** Opening Material for the task block **

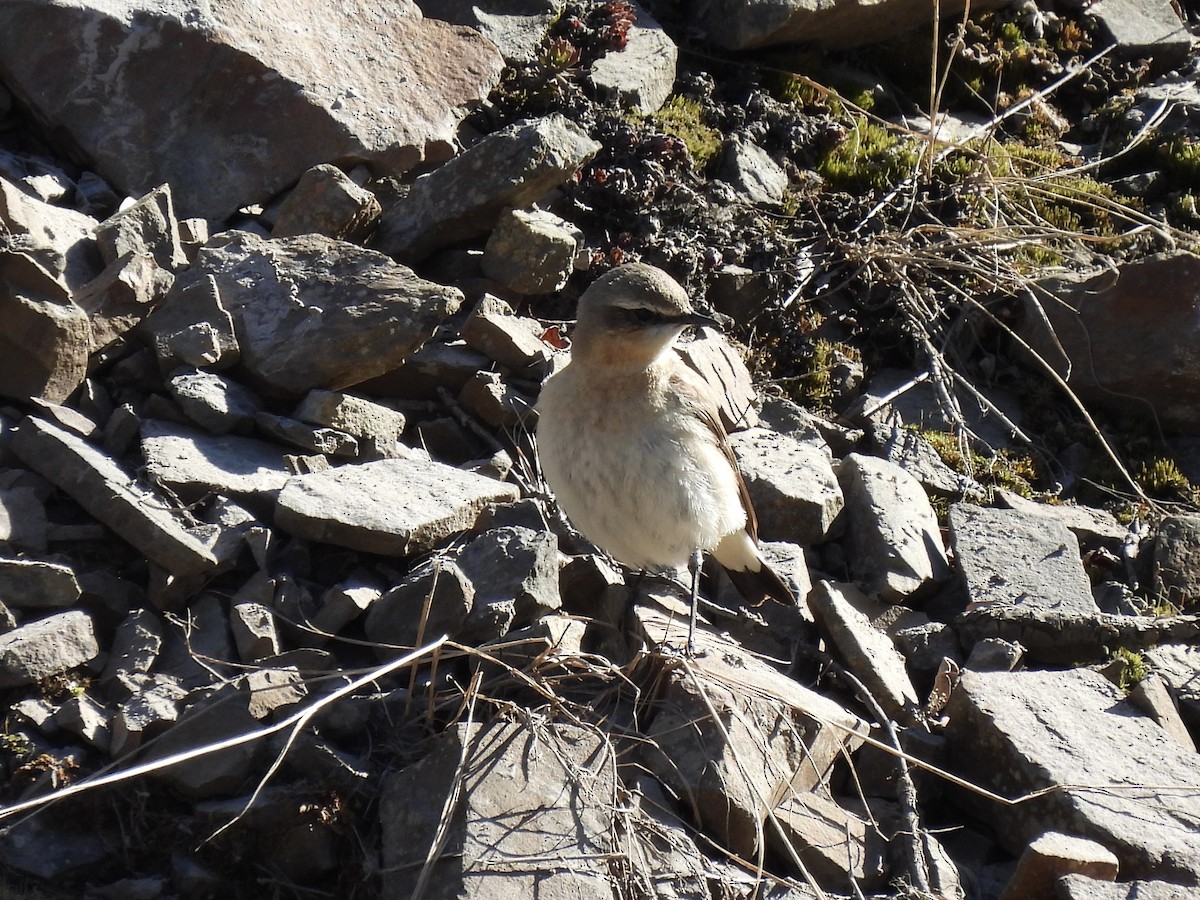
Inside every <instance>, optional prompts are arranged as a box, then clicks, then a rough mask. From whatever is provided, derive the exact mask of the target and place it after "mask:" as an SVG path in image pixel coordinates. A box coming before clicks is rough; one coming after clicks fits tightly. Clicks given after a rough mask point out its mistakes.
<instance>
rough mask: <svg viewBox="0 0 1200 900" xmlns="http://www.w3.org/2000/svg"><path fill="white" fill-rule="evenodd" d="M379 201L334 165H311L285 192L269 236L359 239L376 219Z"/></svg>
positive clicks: (368, 192) (374, 196) (284, 237)
mask: <svg viewBox="0 0 1200 900" xmlns="http://www.w3.org/2000/svg"><path fill="white" fill-rule="evenodd" d="M380 211H382V210H380V208H379V200H377V199H376V196H374V194H373V193H371V192H370V191H367V190H366V188H365V187H359V186H358V185H356V184H354V182H353V181H350V179H349V178H348V176H347V175H346V174H344V173H343V172H342V170H341V169H340V168H337V167H336V166H329V164H322V166H314V167H313V168H311V169H308V170H307V172H306V173H304V175H301V176H300V181H298V182H296V186H295V187H293V188H292V192H290V193H288V197H287V199H286V200H283V205H282V206H280V215H278V217H277V218H276V220H275V227H274V228H272V229H271V236H272V238H293V236H295V235H298V234H324V235H325V236H326V238H335V239H337V240H347V241H359V240H362V238H365V236H366V235H367V232H370V229H371V227H372V226H373V224H374V221H376V220H377V218H379V212H380Z"/></svg>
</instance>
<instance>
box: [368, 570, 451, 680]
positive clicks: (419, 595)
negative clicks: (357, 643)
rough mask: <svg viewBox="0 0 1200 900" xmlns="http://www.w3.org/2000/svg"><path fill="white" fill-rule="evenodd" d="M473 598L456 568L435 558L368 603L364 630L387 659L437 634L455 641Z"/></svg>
mask: <svg viewBox="0 0 1200 900" xmlns="http://www.w3.org/2000/svg"><path fill="white" fill-rule="evenodd" d="M474 600H475V586H474V584H472V583H470V580H469V578H468V577H467V576H466V575H464V574H463V571H462V569H460V568H458V564H457V563H455V562H454V560H451V559H446V558H444V557H440V556H437V557H433V559H431V560H430V562H428V563H426V564H425V565H421V566H419V568H418V569H416V570H415V571H413V572H410V574H409V575H408V576H407V577H406V578H404V580H403V581H402V582H401V583H400V584H397V586H396V587H394V588H391V589H390V590H389V592H386V593H385V594H384V595H383V596H380V598H379V599H378V600H377V601H376V602H373V604H372V605H371V610H370V611H368V612H367V618H366V622H365V623H364V630H365V632H366V636H367V640H368V641H373V642H376V643H377V644H379V646H380V649H379V650H378V653H380V655H383V656H388V658H390V656H394V655H397V652H396V650H394V649H391V648H395V647H418V646H420V644H422V643H427V642H428V641H433V640H436V638H437V637H439V636H442V635H448V636H449V637H452V638H457V636H458V634H460V632H461V631H462V626H463V623H464V622H466V620H467V616H468V614H469V613H470V610H472V606H473V605H474ZM384 647H386V648H388V649H384Z"/></svg>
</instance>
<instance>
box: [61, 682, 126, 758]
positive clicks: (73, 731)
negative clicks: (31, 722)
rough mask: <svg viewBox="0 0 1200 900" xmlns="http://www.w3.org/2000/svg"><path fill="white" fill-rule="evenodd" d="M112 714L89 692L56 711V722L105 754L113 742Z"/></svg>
mask: <svg viewBox="0 0 1200 900" xmlns="http://www.w3.org/2000/svg"><path fill="white" fill-rule="evenodd" d="M112 718H113V716H112V714H110V713H109V712H108V710H107V709H104V707H103V706H101V704H100V703H97V702H96V700H95V698H92V697H90V696H89V695H88V694H78V695H76V696H73V697H71V698H68V700H67V701H65V702H64V703H62V706H60V707H59V708H58V710H56V712H55V713H54V724H55V725H58V726H59V727H60V728H62V731H66V732H70V733H71V734H76V736H78V737H80V738H83V739H84V740H86V742H88V743H89V744H91V745H92V746H94V748H96V749H97V750H100V751H101V752H103V754H107V752H108V749H109V746H110V744H112V739H113V731H112Z"/></svg>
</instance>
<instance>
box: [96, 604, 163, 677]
mask: <svg viewBox="0 0 1200 900" xmlns="http://www.w3.org/2000/svg"><path fill="white" fill-rule="evenodd" d="M161 649H162V620H161V619H160V618H158V617H157V616H156V614H155V613H154V612H151V611H150V610H133V611H132V612H131V613H130V614H128V616H126V617H125V619H124V620H122V622H121V624H120V625H118V626H116V634H115V635H113V643H112V644H110V647H109V650H108V662H107V664H106V665H104V672H103V674H102V676H101V683H102V684H106V685H107V684H110V683H113V682H115V680H116V679H119V678H122V677H124V678H132V677H133V676H142V674H146V673H148V672H149V671H150V667H151V666H152V665H154V662H155V660H156V659H158V652H160V650H161Z"/></svg>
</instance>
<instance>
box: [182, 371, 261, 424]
mask: <svg viewBox="0 0 1200 900" xmlns="http://www.w3.org/2000/svg"><path fill="white" fill-rule="evenodd" d="M167 388H168V389H170V396H172V397H174V398H175V402H176V403H179V408H180V409H182V410H184V414H185V415H187V418H188V419H191V420H192V421H193V422H196V424H197V425H199V426H200V427H202V428H205V430H206V431H210V432H212V433H214V434H228V433H229V432H238V433H239V434H248V433H250V432H251V431H252V430H253V427H254V416H256V415H257V414H258V409H259V406H260V401H259V400H258V397H257V396H254V394H253V391H250V390H247V389H246V388H242V386H241V385H240V384H238V383H236V382H234V380H233V379H230V378H226V377H224V376H221V374H217V373H216V372H202V371H196V370H186V368H185V370H180V371H176V372H175V373H174V374H172V376H170V378H168V379H167Z"/></svg>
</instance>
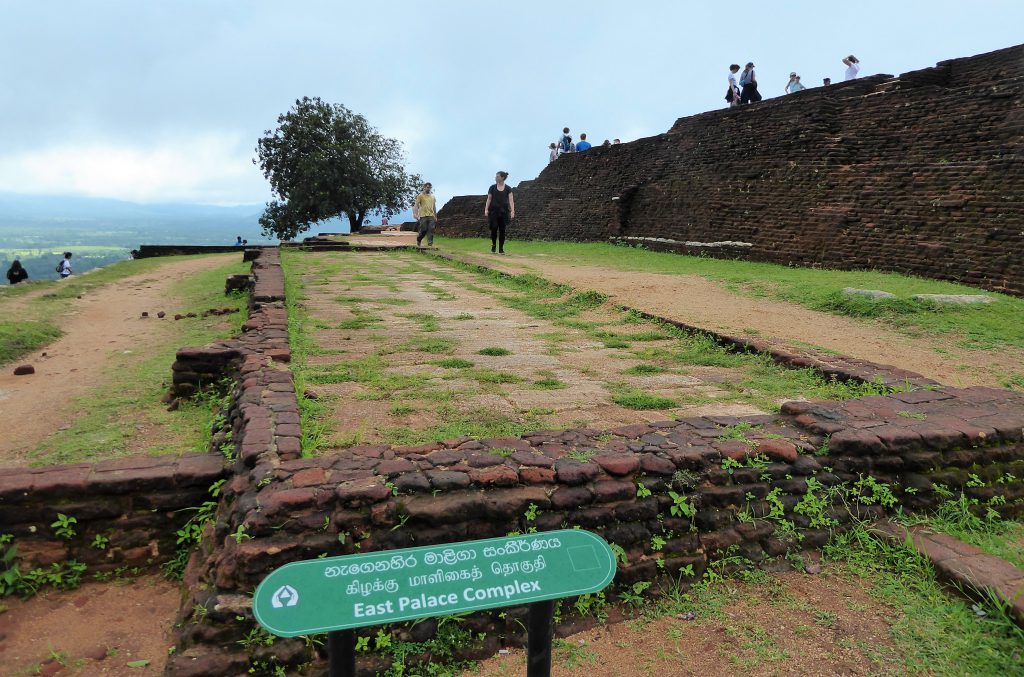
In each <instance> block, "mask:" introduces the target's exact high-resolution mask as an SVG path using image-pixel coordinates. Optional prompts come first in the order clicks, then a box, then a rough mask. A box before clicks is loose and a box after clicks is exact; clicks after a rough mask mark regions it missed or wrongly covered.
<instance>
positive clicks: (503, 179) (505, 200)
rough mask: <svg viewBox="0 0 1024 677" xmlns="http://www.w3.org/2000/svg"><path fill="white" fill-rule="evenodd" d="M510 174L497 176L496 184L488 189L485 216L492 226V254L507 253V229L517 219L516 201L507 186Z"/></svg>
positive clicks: (502, 253)
mask: <svg viewBox="0 0 1024 677" xmlns="http://www.w3.org/2000/svg"><path fill="white" fill-rule="evenodd" d="M508 177H509V173H508V172H498V173H497V174H495V184H494V185H492V186H490V187H489V188H487V202H486V203H485V204H484V205H483V216H484V217H485V218H486V219H487V223H488V224H489V225H490V253H492V254H494V253H495V247H496V245H497V247H498V253H499V254H504V253H505V228H507V227H508V224H509V223H510V222H511V220H512V219H514V218H515V199H514V197H513V196H512V188H511V186H508V185H505V179H507V178H508Z"/></svg>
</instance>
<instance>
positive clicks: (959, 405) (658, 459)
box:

** Closing Material for the task block **

▸ **Problem details**
Search the records for lines holding the word "negative", then copy each line you find.

▸ **Problem solution**
negative clicks: (357, 643)
negative clicks: (31, 722)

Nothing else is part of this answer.